武正委員 つまり、人事院が各省に監査に行ったときには、各省庁が二年以内の再就職営利企業等については報告することになっているんですよ。あるいは、それを監査できることになっているんですよ。今の官房長官は、退職後の記録はない、把握する立場にないと言ったのと違うじゃないですか。もう一度お答えください。

○塩崎国務大臣 今人事院が答えたように、クーリングオフの場合、これは百三条の二項に当たるわけで、こういった場合に基づいて、営利企業への就職に際して、人事院等の承認を得る必要がある場合などには、事務に必要な範囲で退職後の公務員に係る行政文書を作成し保管することはあるということでございますので、つけ足しておかなければいけないということで、おわび申し上げたいと思います。

武正委員 つけ足しというか、訂正というふうに理解をいたしましたが。

 さて、今回の政府案、退職職員の働きかけ規制というのがあるんですよ。離職後に営利企業などの地位についている退職職員が、一定の国の機関の現職職員に、在職中にみずからが決定した契約または処分であって当該営利企業などが関係するものに関して働きかけを行うことを際限の定めなく規制する、百六条の四の4。

**課題**
本文の内容を三文でまとめてください。 これから示す行は、本文とは関係がありません。

**行の一覧**
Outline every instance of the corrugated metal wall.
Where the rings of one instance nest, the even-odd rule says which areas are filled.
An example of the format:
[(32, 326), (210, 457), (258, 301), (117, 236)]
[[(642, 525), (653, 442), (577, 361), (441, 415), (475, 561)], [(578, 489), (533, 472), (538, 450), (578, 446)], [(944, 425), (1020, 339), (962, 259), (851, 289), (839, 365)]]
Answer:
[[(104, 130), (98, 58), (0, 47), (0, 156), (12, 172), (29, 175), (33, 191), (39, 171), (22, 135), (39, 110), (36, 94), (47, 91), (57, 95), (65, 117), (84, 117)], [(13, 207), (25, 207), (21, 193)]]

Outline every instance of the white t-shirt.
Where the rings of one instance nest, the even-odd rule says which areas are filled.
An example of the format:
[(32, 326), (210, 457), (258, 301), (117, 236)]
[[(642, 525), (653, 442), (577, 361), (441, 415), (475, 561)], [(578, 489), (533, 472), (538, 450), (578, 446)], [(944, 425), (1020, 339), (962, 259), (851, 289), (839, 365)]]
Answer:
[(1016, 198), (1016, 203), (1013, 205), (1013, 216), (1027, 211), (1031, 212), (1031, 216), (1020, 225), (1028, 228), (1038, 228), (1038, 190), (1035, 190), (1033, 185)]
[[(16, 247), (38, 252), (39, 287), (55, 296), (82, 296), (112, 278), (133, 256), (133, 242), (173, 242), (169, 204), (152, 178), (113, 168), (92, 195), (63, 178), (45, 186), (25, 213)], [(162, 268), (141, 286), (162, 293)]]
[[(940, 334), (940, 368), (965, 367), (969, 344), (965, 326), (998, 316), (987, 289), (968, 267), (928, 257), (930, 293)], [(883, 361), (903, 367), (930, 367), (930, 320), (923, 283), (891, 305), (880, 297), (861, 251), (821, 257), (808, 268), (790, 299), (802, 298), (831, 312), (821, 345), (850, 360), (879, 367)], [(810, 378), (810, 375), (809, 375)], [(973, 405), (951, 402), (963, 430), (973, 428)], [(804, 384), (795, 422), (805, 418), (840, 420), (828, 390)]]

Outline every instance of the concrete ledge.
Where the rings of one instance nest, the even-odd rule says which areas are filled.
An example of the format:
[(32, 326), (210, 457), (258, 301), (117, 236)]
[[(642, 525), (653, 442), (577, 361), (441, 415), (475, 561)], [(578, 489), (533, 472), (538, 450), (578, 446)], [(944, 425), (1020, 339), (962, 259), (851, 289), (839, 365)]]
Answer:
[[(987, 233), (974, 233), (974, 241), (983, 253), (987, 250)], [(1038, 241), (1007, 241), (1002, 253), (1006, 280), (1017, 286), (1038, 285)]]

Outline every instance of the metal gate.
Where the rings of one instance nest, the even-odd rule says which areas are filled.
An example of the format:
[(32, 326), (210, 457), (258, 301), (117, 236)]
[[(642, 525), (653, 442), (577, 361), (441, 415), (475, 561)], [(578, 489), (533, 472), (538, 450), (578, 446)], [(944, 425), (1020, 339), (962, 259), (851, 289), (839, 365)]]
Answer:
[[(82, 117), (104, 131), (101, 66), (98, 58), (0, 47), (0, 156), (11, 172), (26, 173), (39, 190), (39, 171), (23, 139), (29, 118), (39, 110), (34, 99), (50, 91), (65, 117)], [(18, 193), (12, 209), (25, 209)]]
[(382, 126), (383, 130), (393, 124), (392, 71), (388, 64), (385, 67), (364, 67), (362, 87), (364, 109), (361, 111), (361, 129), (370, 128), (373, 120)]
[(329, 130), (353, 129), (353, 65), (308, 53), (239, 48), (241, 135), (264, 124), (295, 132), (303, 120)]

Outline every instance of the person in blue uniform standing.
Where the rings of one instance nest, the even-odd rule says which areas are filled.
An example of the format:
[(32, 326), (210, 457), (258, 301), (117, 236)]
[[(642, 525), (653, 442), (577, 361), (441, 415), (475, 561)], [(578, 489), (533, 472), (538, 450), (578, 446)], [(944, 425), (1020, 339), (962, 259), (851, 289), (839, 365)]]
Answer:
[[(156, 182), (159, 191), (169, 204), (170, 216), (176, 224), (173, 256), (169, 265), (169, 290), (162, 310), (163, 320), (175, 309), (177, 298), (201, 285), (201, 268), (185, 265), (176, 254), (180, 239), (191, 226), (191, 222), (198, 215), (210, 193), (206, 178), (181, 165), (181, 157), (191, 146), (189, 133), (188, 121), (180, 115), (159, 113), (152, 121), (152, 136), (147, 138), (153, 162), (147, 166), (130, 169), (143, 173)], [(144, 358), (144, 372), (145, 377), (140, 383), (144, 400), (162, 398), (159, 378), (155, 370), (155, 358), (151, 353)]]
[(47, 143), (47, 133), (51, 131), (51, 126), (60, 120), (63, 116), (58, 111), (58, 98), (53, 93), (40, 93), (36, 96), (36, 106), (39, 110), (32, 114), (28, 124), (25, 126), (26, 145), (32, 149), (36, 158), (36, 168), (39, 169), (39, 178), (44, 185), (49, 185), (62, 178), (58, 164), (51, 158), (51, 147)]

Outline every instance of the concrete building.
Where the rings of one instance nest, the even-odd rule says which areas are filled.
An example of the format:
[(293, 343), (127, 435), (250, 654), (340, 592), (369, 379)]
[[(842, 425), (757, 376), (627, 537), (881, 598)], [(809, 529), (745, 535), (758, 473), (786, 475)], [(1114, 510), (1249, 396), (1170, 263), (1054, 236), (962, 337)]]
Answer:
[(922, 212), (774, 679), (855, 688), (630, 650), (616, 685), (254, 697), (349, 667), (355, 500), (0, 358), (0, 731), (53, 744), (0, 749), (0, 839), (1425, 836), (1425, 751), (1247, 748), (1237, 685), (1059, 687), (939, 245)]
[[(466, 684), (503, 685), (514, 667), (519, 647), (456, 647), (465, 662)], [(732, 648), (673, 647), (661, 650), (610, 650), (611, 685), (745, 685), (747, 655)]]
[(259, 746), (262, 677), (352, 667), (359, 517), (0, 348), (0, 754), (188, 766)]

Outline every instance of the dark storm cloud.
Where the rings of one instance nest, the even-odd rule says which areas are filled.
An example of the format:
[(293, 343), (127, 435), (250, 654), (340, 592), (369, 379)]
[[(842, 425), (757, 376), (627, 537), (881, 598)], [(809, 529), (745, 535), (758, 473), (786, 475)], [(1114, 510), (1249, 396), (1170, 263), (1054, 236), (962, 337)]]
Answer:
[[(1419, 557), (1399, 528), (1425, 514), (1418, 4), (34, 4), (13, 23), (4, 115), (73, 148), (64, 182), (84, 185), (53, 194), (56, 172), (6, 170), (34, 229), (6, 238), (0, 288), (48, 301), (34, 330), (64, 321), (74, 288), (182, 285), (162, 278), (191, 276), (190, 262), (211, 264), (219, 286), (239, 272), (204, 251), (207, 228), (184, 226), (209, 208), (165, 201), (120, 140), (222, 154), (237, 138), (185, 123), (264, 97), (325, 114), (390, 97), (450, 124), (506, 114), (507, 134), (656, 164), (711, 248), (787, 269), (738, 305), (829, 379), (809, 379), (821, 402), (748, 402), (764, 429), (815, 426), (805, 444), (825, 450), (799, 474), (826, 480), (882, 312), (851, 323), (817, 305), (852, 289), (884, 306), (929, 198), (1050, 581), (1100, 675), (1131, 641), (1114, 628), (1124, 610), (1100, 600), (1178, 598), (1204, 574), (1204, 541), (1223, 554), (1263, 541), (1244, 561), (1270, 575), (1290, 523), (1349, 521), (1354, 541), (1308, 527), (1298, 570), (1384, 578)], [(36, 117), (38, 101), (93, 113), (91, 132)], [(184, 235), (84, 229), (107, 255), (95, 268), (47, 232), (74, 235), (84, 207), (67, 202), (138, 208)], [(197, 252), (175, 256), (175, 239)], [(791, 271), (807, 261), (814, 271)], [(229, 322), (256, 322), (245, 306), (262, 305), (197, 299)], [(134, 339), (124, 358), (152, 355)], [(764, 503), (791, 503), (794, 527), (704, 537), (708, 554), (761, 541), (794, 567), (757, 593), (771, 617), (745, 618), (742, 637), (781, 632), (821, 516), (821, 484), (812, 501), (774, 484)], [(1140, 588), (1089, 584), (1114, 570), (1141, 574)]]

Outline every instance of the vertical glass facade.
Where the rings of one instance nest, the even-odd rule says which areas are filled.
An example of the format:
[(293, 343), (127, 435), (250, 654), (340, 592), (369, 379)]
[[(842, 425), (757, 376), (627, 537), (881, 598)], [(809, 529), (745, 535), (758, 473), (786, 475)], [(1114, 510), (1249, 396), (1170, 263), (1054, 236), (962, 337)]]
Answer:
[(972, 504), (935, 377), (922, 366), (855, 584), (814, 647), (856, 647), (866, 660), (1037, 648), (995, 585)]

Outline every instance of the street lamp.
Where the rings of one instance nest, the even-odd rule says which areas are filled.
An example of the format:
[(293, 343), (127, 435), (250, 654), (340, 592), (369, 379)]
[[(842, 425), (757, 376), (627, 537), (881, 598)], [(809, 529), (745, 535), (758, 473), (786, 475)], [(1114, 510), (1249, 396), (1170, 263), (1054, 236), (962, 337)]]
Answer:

**解答例**
武正委員は、人事院の監査の際には各省庁が退職後二年以内の営利企業等への再就職について報告し、監査も受けることになっていると指摘しました。そのうえで、退職後の記録はなく把握する立場にないという官房長官の答弁はこれと違うとして、再答弁を求めました。これに対し塩崎国務大臣は、百三条の二項に当たるクーリングオフの場合など人事院等の承認が必要なときには、事務に必要な範囲で退職後の公務員に係る行政文書を作成し保管することがあると補足しておわびし、武正委員はそれを訂正と理解したうえで、政府案の退職職員の働きかけ規制を取り上げました。